[Problem details]: Could you print every record below exactly as written?

(Stored data)
------

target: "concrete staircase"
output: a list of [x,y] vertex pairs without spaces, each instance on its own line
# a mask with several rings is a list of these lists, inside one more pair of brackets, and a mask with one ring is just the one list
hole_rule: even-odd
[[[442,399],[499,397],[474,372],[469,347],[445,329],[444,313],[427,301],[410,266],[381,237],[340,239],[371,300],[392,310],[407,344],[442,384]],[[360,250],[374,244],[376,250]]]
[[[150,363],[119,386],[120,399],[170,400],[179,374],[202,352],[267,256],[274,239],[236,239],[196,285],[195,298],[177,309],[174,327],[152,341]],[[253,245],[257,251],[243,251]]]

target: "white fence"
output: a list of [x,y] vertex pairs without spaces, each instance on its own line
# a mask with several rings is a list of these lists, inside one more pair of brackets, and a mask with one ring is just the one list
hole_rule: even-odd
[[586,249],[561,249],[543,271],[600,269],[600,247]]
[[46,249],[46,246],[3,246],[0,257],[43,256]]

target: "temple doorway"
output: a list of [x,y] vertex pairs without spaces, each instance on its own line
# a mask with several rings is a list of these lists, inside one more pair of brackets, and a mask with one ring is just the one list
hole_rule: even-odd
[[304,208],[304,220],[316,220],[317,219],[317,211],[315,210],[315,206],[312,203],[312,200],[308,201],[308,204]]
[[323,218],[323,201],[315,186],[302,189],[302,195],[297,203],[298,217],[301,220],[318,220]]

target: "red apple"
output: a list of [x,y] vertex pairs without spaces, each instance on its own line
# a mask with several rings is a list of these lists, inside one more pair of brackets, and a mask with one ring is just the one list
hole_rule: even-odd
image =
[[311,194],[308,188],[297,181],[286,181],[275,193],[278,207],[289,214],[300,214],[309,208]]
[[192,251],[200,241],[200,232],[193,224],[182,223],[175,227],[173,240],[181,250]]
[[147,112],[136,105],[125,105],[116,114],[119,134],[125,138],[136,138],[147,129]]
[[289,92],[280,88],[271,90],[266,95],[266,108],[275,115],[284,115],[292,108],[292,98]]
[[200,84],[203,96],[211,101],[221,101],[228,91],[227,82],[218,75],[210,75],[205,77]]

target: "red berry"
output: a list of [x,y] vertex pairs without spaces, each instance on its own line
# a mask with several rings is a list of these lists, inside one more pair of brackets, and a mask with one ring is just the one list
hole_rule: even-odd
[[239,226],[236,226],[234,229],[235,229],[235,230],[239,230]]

------

[Result for this exercise]:
target: "concrete staircase"
output: a list of [x,y] vertex pairs without spaces, each instance on its own line
# a mask with several rings is a list of these lists, inside one more pair of brackets, and a mask with one ring is just the one list
hole_rule: even-odd
[[[442,399],[499,397],[474,372],[469,347],[445,329],[444,313],[427,301],[410,266],[381,237],[340,239],[371,300],[392,310],[407,344],[442,384]],[[360,250],[374,244],[376,250]]]
[[[150,363],[119,386],[120,399],[170,400],[179,374],[202,352],[267,256],[274,239],[236,239],[196,285],[195,298],[177,309],[174,327],[152,341]],[[253,245],[257,251],[243,251]]]

target: "white fence"
output: a list of [x,y] vertex pairs without spaces, each instance on its own line
# a mask with several rings is a list of these lists, inside one more pair of brackets, and a mask with one ring is just the one list
hole_rule: even-odd
[[586,249],[561,249],[543,271],[600,269],[600,247]]
[[46,249],[46,246],[3,246],[0,257],[43,256]]

target: "temple doorway"
output: a list of [x,y] vertex pairs without spaces, each instance on its own line
# a mask with several rings is a list of these lists, inside one more pair of brackets, and a mask with one ring is just the one list
hole_rule: even-odd
[[304,208],[304,220],[316,220],[317,219],[317,211],[315,210],[315,206],[312,203],[312,200],[308,201],[308,204]]
[[323,218],[323,201],[315,186],[302,189],[302,195],[297,203],[298,217],[301,220],[318,220]]

target: "red apple"
output: a list of [x,y] vertex pairs without spaces, each instance on its own line
# a mask with several rings is a list of these lists, inside one more pair of brackets, and a mask with one ring is just the one list
hole_rule: even-odd
image =
[[311,194],[308,188],[297,181],[286,181],[275,193],[278,207],[289,214],[300,214],[309,208]]
[[192,251],[200,241],[200,232],[193,224],[182,223],[175,227],[173,240],[181,250]]
[[147,112],[136,105],[125,105],[116,114],[119,134],[125,138],[136,138],[147,129]]
[[289,92],[280,88],[271,90],[266,95],[266,108],[275,115],[284,115],[292,108],[292,98]]
[[200,84],[203,96],[211,101],[221,101],[228,91],[227,82],[218,75],[210,75],[205,77]]

target: "red berry"
output: a list of [x,y] vertex pairs without spaces, each instance on its own line
# a mask with several rings is a list of these lists, inside one more pair of brackets, and a mask with one ring is just the one list
hole_rule: even-odd
[[239,226],[236,226],[234,229],[235,229],[235,230],[239,230]]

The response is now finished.